(Phrase grounding data)
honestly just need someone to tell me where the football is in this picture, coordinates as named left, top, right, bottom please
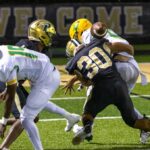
left=90, top=22, right=107, bottom=38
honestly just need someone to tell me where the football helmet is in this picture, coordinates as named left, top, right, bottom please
left=66, top=39, right=81, bottom=57
left=28, top=19, right=56, bottom=47
left=69, top=18, right=92, bottom=42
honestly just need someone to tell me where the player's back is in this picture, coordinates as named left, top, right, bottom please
left=66, top=38, right=118, bottom=81
left=0, top=45, right=54, bottom=83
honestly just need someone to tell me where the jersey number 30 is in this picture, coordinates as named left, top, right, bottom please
left=77, top=47, right=112, bottom=79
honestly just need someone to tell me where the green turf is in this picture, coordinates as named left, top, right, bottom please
left=0, top=83, right=150, bottom=149
left=51, top=44, right=150, bottom=65
left=4, top=120, right=150, bottom=150
left=51, top=55, right=150, bottom=65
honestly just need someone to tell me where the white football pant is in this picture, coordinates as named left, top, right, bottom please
left=20, top=68, right=60, bottom=150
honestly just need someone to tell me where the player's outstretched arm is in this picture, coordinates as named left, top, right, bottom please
left=108, top=42, right=134, bottom=55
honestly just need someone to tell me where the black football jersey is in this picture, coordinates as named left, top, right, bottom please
left=66, top=38, right=117, bottom=81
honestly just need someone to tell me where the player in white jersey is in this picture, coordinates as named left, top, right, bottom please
left=0, top=19, right=80, bottom=150
left=68, top=18, right=149, bottom=143
left=0, top=45, right=60, bottom=150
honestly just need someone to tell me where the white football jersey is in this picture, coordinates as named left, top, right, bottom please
left=0, top=45, right=54, bottom=85
left=82, top=28, right=147, bottom=86
left=82, top=28, right=133, bottom=58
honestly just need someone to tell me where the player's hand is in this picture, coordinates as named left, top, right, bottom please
left=0, top=90, right=7, bottom=102
left=0, top=123, right=6, bottom=139
left=63, top=81, right=75, bottom=95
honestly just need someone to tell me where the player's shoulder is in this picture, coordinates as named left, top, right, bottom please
left=16, top=39, right=37, bottom=50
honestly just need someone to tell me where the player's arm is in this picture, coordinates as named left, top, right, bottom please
left=4, top=83, right=17, bottom=119
left=0, top=81, right=17, bottom=138
left=0, top=69, right=17, bottom=138
left=90, top=22, right=134, bottom=55
left=106, top=42, right=134, bottom=55
left=63, top=75, right=78, bottom=95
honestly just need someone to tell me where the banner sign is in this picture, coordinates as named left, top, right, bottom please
left=0, top=3, right=149, bottom=47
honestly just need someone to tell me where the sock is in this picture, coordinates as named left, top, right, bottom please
left=44, top=101, right=71, bottom=120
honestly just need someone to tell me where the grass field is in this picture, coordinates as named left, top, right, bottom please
left=0, top=50, right=150, bottom=149
left=0, top=83, right=150, bottom=150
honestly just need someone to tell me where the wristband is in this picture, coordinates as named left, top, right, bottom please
left=1, top=117, right=8, bottom=125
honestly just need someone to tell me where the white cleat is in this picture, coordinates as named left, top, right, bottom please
left=65, top=114, right=80, bottom=132
left=73, top=124, right=83, bottom=134
left=72, top=127, right=92, bottom=145
left=140, top=130, right=150, bottom=144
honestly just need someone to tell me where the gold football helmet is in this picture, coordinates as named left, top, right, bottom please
left=69, top=18, right=92, bottom=42
left=28, top=19, right=56, bottom=47
left=66, top=39, right=81, bottom=57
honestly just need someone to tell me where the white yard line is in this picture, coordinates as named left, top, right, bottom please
left=39, top=116, right=122, bottom=122
left=39, top=94, right=150, bottom=122
left=50, top=95, right=150, bottom=100
left=40, top=115, right=150, bottom=122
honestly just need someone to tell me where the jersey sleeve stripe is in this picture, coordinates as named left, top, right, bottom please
left=7, top=79, right=17, bottom=86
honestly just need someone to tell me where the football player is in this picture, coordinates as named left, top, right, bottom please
left=64, top=26, right=150, bottom=145
left=68, top=18, right=149, bottom=144
left=0, top=19, right=80, bottom=150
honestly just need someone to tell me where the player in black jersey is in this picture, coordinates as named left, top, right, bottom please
left=65, top=35, right=150, bottom=145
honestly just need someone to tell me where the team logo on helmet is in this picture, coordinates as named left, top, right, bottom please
left=28, top=19, right=56, bottom=47
left=69, top=18, right=92, bottom=42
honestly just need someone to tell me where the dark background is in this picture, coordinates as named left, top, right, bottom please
left=0, top=0, right=149, bottom=56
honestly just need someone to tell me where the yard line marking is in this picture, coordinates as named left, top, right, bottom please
left=39, top=116, right=122, bottom=122
left=51, top=97, right=86, bottom=100
left=39, top=115, right=150, bottom=122
left=50, top=95, right=150, bottom=100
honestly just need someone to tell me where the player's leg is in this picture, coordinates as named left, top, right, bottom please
left=115, top=62, right=143, bottom=119
left=43, top=66, right=80, bottom=132
left=20, top=88, right=50, bottom=150
left=0, top=119, right=23, bottom=149
left=20, top=69, right=60, bottom=150
left=72, top=80, right=111, bottom=145
left=0, top=86, right=28, bottom=149
left=114, top=78, right=150, bottom=131
left=44, top=101, right=80, bottom=132
left=115, top=62, right=150, bottom=143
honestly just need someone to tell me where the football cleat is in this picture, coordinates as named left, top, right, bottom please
left=73, top=124, right=93, bottom=142
left=72, top=127, right=92, bottom=145
left=140, top=130, right=150, bottom=144
left=73, top=124, right=83, bottom=133
left=65, top=114, right=80, bottom=132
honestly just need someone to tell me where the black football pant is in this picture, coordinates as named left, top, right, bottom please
left=83, top=75, right=138, bottom=127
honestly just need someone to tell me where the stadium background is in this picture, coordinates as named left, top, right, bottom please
left=0, top=0, right=150, bottom=57
left=0, top=1, right=150, bottom=149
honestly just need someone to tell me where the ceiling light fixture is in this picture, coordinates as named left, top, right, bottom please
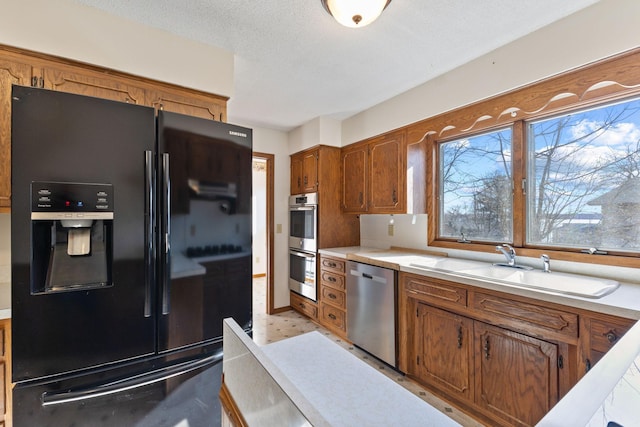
left=321, top=0, right=392, bottom=28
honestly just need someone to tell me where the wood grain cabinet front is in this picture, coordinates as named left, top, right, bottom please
left=0, top=56, right=31, bottom=210
left=290, top=150, right=318, bottom=195
left=290, top=291, right=318, bottom=320
left=318, top=256, right=348, bottom=339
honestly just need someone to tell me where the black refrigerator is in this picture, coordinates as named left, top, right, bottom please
left=10, top=85, right=252, bottom=426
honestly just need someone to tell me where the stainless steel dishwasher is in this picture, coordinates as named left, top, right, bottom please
left=346, top=260, right=397, bottom=367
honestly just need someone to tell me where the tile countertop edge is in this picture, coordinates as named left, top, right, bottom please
left=319, top=247, right=640, bottom=319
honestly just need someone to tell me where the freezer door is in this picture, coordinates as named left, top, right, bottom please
left=11, top=86, right=157, bottom=382
left=13, top=353, right=223, bottom=427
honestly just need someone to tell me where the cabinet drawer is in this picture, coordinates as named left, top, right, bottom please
left=590, top=317, right=634, bottom=353
left=290, top=291, right=318, bottom=320
left=321, top=270, right=345, bottom=290
left=471, top=292, right=578, bottom=340
left=321, top=285, right=346, bottom=309
left=321, top=257, right=345, bottom=274
left=402, top=274, right=467, bottom=309
left=320, top=303, right=346, bottom=332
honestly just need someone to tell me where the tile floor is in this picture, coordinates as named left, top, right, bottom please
left=251, top=277, right=483, bottom=427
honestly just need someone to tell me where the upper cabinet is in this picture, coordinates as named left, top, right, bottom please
left=0, top=56, right=31, bottom=210
left=0, top=45, right=228, bottom=211
left=342, top=129, right=425, bottom=215
left=290, top=150, right=318, bottom=195
left=34, top=62, right=146, bottom=104
left=289, top=145, right=359, bottom=249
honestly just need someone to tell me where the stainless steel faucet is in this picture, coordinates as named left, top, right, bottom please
left=541, top=254, right=551, bottom=273
left=495, top=244, right=516, bottom=266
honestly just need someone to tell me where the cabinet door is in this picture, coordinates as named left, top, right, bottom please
left=0, top=59, right=32, bottom=208
left=37, top=63, right=146, bottom=104
left=290, top=154, right=303, bottom=195
left=301, top=151, right=318, bottom=193
left=415, top=303, right=474, bottom=401
left=147, top=87, right=226, bottom=121
left=341, top=144, right=368, bottom=213
left=474, top=322, right=558, bottom=427
left=369, top=131, right=405, bottom=213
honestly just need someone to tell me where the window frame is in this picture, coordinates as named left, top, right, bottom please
left=419, top=48, right=640, bottom=268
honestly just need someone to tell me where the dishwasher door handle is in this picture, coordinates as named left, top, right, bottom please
left=350, top=269, right=388, bottom=284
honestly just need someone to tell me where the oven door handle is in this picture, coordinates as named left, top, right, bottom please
left=289, top=250, right=316, bottom=258
left=289, top=206, right=316, bottom=211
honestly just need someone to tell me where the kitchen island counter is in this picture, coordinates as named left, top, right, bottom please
left=221, top=318, right=461, bottom=427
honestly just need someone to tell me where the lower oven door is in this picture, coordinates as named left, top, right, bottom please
left=288, top=249, right=317, bottom=301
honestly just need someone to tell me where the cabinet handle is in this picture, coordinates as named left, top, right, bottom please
left=585, top=358, right=592, bottom=372
left=31, top=76, right=38, bottom=87
left=392, top=189, right=397, bottom=204
left=297, top=177, right=301, bottom=187
left=299, top=302, right=305, bottom=308
left=328, top=293, right=337, bottom=300
left=328, top=262, right=336, bottom=268
left=328, top=313, right=337, bottom=320
left=304, top=176, right=308, bottom=185
left=484, top=337, right=490, bottom=360
left=457, top=326, right=463, bottom=349
left=359, top=192, right=363, bottom=204
left=604, top=330, right=618, bottom=344
left=328, top=276, right=336, bottom=282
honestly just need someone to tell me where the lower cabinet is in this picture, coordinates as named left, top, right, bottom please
left=0, top=318, right=11, bottom=427
left=290, top=291, right=318, bottom=321
left=318, top=256, right=348, bottom=339
left=414, top=302, right=558, bottom=426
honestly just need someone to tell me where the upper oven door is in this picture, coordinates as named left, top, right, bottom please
left=289, top=205, right=317, bottom=252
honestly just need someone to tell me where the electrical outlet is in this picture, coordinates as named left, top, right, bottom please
left=256, top=256, right=260, bottom=264
left=276, top=224, right=282, bottom=233
left=388, top=224, right=394, bottom=236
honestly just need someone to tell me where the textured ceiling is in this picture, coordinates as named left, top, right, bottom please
left=73, top=0, right=598, bottom=131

Exercise requirements: When you reach the line containing "honestly just need someone to tell me where the textured" in the data above, retype it and each line after it through the final one, exactly as written.

Exercise output:
honestly just need someone to tell me where the textured ceiling is in this picture, coordinates as named left, top, right, bottom please
left=73, top=0, right=598, bottom=131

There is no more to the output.